Word of the day: Haphazard

“Marked by lack of a plan or order”

Lacking any obvious principle of organization (Aimless, arbitrary, disorganized, helter skelter)

What is accounting?

  • Record keeping

  • Communicating (tells the story)

  • Financial statements tell stories

  • “Fundamental language of business”

Accounting is storytelling (really controlled, rigid form of communication)

Accounting is called the “language of business” because all organizations set up an accounting information system to communicate data to help people make better decisions.

External users:

  • Shareholders own part of the company

  • Lenders

  • Eternal auditors

  • Boards of directors

  • Regulations

  • Regulations

  • Vendors

Internal users:

  • Leadership

  • Purchasing managers

  • Human resource managers

  • Production managers

  • Research and development managers

  • Marketing managers

Why do people use accounting?

Managers - to figure out which stores/division to close because they are underperforming.

Investors - to figure out which company to invest in.

Competitors - to better understand company strategy and opportunities to take market share.

Banks - to decide whether to loan money to your business.

Unions - to help in upcoming contract negotiation.

Ethics are critical

When things go bad there's the Employee Retention Credit(ERC)

Trust: firm belief in the reliability, truth, ability, or strength of someone or something

Ethics: moral principles that govern a person's behavior of the conducting of an activity

Accounting-Putting the Pieces Together

Record-keeping

Communication the “story” of the company

Users of the “language of business” are internal and external to the company

Trust in the information requires strong ethics

Rules of accounting are called GAAP

Accounting applies to business entities

GAAP-Generally Accepted Accounting Principles*

Overseers of GAAP

  • Financial Accounting Standards Board (FASB)

  • Securities and Exchange Commission (SEC)

  • International accounting standard board (IASB) (different from those 2 above)

Basic characteristics:

  • Relevance

  • Reliable

  • Comparable

4 key Accounting Principles

Management Process Principle (Cost Principle)

  • Accounting information is based on actual cost

  • Actual cost is considered objective

Revenue Recognition Principle

  • Recognize revenue when goods and services are provided to customers

    • At an amount expected to be received from the customer

  • Revenue must be earned*

Expense Recognition Principle (Matching Principle)*

  • A company record its expenses incurred to generate the revenue reported

  • Rev - expenses = net income (needs to match)

Full Disclosure Principle

  • A company reports the details behind financial statements that would impact users decisions in the notes to the financial statements

  • Anything that the lender needs, financial statements needed

4 key Accounting Assumptions

Going Concern Assumption

  • The business is presumed to continue operation instead of being closed or sold

Molistery Unit Assumption

  • Transactions and events are expressed in monetary, or money, units

Time Period Assumption

  • The life of a company can be divided into time periods, such as months and years

Business Entity Assumption

  • A business is accounted for separately from other business entities, including its owner

4 Business Entity Types

Sole proprietorship

Partnership

Corporation

Limited liability company

Accounting equation*

Assets = liabilities + owners equity

Assets = liabilities + common stock + retained earnings

Assets = liabilities + common stock + net income(rev - expenses) - dividends *

Equity and Liabilities are how we get the money and Assets are how we use it

Assets

Assets are resources owned or controlled by the company

Cash - actual cash and bank accounts

Investments - stocks and bonds

Accounts Receivable - amounts due from customers

Inventory - items held for selling to customers

Prepaid Expenses - amounts paid in advance for items used by the business

Supplies - items used in the business

Properties & Equipment - land, building, chachines, computers and more

When you use up an asset, it is an expense

Liabilities

Liabilities are claims on assets that require repayment(not ownership)

* **DATA BELOW**

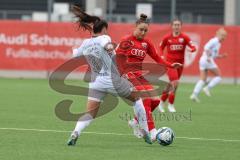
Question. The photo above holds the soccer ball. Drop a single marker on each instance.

* **EXPLORE THE MATERIAL**
1. Answer these questions using the accounting notes:
(a) What quoted definition do the notes give for the word of the day, "haphazard"?
(b) Which three bodies are listed as overseers of GAAP?
(c) Under the Going Concern Assumption, what is the business presumed to do?
2. Reproduce the part of the accounting notes starting at "GAAP-Generally Accepted Accounting" and ending at "Exchange Commission (SEC)".

* **SOLUTIONS TO THE EXERCISE**
1.
(a) "Marked by lack of a plan or order"
(b) The Financial Accounting Standards Board (FASB), the Securities and Exchange Commission (SEC), and the International accounting standard board (IASB).
(c) It is presumed to continue operation instead of being closed or sold.

2.
GAAP-Generally Accepted Accounting Principles*

Overseers of GAAP

  • Financial Accounting Standards Board (FASB)

  • Securities and Exchange Commission (SEC)